Copy the text about the off-grid cabin and the path back to health word for word, in full.
┌─ Document text
Inside my tiny cabin. 160 sq ft. fully off grid. powered by solar and back up generator. no TV, internet. Just nature and peace.

Inside my tiny cabin. 160 sq ft. fully off grid. powered by solar and back up generator. no TV, internet. Just nature and peace.

 

I researched and assembled the right team to help me navigate my way back to health. It was incredibly overwhelming and there were so many things to address that it was difficult to know where to start. I tackled this like I do anything in my life, breaking it down piece by piece so it becomes less overwhelming. I made a work back schedule for my health with goals but no timelines to manage expectations. I made a very clear vision of where I wanted to be with my health and what steps I needed to take to get me there. I decided to work with both Western and Eastern medicine with a heavy emphasis on natural healing modalities but strongly believe that there is a place for both to have all checks and balances in place. In the beginning it felt like a full time job taking care of myself, between bouncing around to different Doctors, tests, appointments and trying to figure out what food to eat and which supplements to take.
└─
┌─ Material shown
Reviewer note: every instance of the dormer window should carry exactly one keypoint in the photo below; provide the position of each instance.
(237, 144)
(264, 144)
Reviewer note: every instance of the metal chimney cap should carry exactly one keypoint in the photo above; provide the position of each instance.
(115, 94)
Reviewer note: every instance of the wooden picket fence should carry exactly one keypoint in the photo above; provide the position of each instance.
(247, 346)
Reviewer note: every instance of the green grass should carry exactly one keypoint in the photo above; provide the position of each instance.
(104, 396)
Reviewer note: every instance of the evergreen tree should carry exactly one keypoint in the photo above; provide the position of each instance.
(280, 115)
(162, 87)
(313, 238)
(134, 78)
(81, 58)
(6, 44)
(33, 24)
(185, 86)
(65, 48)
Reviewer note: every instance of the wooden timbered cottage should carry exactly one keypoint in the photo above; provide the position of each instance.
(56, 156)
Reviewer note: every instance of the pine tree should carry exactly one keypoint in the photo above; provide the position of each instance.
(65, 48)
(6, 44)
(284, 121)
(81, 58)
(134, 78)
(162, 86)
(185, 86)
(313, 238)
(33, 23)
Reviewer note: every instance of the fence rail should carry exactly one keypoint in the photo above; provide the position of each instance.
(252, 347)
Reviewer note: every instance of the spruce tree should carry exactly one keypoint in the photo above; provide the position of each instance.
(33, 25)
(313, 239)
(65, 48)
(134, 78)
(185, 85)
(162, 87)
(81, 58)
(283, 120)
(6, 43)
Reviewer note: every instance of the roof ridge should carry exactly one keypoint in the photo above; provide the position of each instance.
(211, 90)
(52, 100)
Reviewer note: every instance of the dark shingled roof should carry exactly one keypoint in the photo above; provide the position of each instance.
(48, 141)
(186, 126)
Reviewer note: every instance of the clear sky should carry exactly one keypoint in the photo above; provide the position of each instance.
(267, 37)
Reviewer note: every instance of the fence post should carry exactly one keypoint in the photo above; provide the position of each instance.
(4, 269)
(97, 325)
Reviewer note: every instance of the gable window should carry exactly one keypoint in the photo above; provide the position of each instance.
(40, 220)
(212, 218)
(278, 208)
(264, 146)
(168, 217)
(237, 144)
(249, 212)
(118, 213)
└─
Written answer »
Inside my tiny cabin. 160 sq ft. fully off grid. powered by solar and back up generator. no TV, internet. Just nature and peace.

Inside my tiny cabin. 160 sq ft. fully off grid. powered by solar and back up generator. no TV, internet. Just nature and peace.

 

I researched and assembled the right team to help me navigate my way back to health. It was incredibly overwhelming and there were so many things to address that it was difficult to know where to start. I tackled this like I do anything in my life, breaking it down piece by piece so it becomes less overwhelming. I made a work back schedule for my health with goals but no timelines to manage expectations. I made a very clear vision of where I wanted to be with my health and what steps I needed to take to get me there. I decided to work with both Western and Eastern medicine with a heavy emphasis on natural healing modalities but strongly believe that there is a place for both to have all checks and balances in place. In the beginning it felt like a full time job taking care of myself, between bouncing around to different Doctors, tests, appointments and trying to figure out what food to eat and which supplements to take.